TASK ITEM
List every group of individuals that the diversity statement names when it says members of the community should be supportive and respectful of others who differ from themselves.

PAGE TEXT
The School of Professional Psychology at Forest Institute ("The School”) is dedicated to promoting and infusing diversity into every facet of the learning experience including academic and clinical practice settings. Diversity is defined as variety in group presence and interactions. This includes, but is not limited to, sexual orientation, socioeconomic status, gender, age, race, ethnicity, religious affiliation, and body type. Forest students will have opportunities to work with diverse populations in a variety of settings that promote and provide necessary exposure to diverse populations and issues. In addition, student organizations embracing human diversity flourish within the Forest community. The School recognizes the importance of multicultural awareness and competence in the provision of professional service and strives to develop entry-level practitioners who are prepared to meet the progressive needs of a global and dynamic society.
The School expects that all members of the Forest community will strive to learn from each other in an atmosphere of mutual respect while promoting a safe, trusting, and accepting environment. It is also expected that all members of the community be supportive and respectful of all individuals,including, but not limited to, clients, staff, peers, administrators and faculty who are different than themselves in age, gender, gender identity, body size, race, ethnicity, culture, national origin,religion, spirituality, sexual orientation, disability, language, and socioeconomic status.

SUPPLIED INFORMATION
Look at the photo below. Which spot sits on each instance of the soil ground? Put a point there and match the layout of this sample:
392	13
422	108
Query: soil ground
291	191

RESPONSE TO THE EXERCISE
clients, staff, peers, administrators, faculty